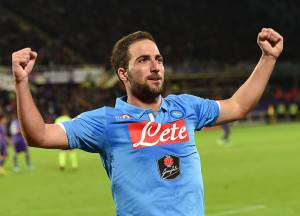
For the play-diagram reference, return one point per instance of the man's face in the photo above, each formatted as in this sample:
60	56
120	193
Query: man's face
145	70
-- -- --
→ Task goal
Pictures in the records should not appear in your copy, but everything else must be transcribed exactly.

→ Output of the task
For the play-diagram reference, return one point per instance of the man's face in the photo above, each formatted as in this sample:
60	56
120	193
Query: man's face
145	70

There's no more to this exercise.